DIRECTIONS FOR THIS TASK - All of the entries should be written out again exactly.

DATASET -
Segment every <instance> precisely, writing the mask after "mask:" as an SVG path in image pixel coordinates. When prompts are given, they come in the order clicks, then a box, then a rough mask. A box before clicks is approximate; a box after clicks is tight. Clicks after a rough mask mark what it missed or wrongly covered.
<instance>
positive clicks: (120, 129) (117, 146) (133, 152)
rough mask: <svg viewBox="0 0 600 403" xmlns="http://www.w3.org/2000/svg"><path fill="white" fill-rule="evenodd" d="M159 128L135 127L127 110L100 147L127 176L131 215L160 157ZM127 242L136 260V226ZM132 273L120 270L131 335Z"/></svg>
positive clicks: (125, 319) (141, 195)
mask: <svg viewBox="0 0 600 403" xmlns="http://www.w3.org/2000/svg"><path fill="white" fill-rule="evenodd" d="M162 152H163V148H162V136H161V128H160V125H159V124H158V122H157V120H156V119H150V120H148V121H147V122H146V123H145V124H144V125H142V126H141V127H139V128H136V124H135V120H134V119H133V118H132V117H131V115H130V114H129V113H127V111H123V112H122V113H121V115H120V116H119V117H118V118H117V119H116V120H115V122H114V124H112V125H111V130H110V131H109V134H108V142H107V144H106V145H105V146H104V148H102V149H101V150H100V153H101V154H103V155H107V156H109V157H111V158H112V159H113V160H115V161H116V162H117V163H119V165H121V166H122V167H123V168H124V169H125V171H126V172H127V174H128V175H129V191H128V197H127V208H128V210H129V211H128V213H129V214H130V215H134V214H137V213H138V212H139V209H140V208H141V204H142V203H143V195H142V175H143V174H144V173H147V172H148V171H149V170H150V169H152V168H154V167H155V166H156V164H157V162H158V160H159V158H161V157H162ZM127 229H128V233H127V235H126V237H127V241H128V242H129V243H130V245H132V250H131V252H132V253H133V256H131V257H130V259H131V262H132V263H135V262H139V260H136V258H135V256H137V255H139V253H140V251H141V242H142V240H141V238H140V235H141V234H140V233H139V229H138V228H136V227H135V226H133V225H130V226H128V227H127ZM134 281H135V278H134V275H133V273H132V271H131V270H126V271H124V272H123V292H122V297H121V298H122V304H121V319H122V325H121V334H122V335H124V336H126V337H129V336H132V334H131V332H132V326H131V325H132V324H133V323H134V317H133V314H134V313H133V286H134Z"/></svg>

WRITTEN ANSWER -
Segment every <instance> precisely, writing the mask after "mask:" as an SVG path in image pixel coordinates. When prompts are given, they come in the order clicks, then a box, then a rough mask. A box before clicks is approximate; a box after clicks is tight. Clicks after a rough mask mark what it missed or wrongly covered.
<instance>
positive clicks: (120, 129) (117, 146) (133, 152)
rough mask: <svg viewBox="0 0 600 403" xmlns="http://www.w3.org/2000/svg"><path fill="white" fill-rule="evenodd" d="M159 128L135 127L127 110L100 147L127 176L131 215L160 157ZM127 242L136 260V226ZM132 273L120 270L131 335Z"/></svg>
positive clicks: (125, 319) (141, 195)
mask: <svg viewBox="0 0 600 403" xmlns="http://www.w3.org/2000/svg"><path fill="white" fill-rule="evenodd" d="M162 152H163V148H162V136H161V128H160V125H159V124H158V122H157V120H156V119H150V120H148V121H147V122H146V123H145V124H144V125H142V126H141V127H139V128H136V124H135V120H134V119H133V118H132V117H131V115H130V114H129V113H127V111H123V112H122V113H121V115H120V116H119V117H118V118H117V119H116V120H115V122H114V124H112V125H111V130H110V131H109V134H108V142H107V144H106V145H105V146H104V148H102V149H101V150H100V153H101V154H103V155H107V156H109V157H111V158H112V159H113V160H115V161H116V162H117V163H119V165H121V166H122V167H123V168H124V169H125V171H126V172H127V174H128V175H129V191H128V197H127V208H128V210H129V211H128V213H129V214H130V215H134V214H137V213H138V212H139V209H140V208H141V204H142V203H143V195H142V175H143V174H144V173H147V172H148V171H149V170H150V169H152V168H154V167H155V166H156V164H157V162H158V160H159V158H161V157H162ZM127 229H128V233H127V235H126V237H127V241H128V242H129V243H130V245H132V250H131V252H132V253H133V256H131V257H130V259H131V262H132V263H135V262H139V260H136V258H135V256H137V255H139V253H140V251H141V242H142V240H141V238H140V235H141V234H140V233H139V229H138V228H136V227H135V226H133V225H130V226H128V227H127ZM134 281H135V278H134V275H133V273H132V271H131V270H126V271H124V272H123V292H122V297H121V298H122V304H121V319H122V325H121V334H122V335H124V336H126V337H129V336H132V334H131V332H132V326H131V325H132V324H133V323H134V317H133V314H134V313H133V286H134Z"/></svg>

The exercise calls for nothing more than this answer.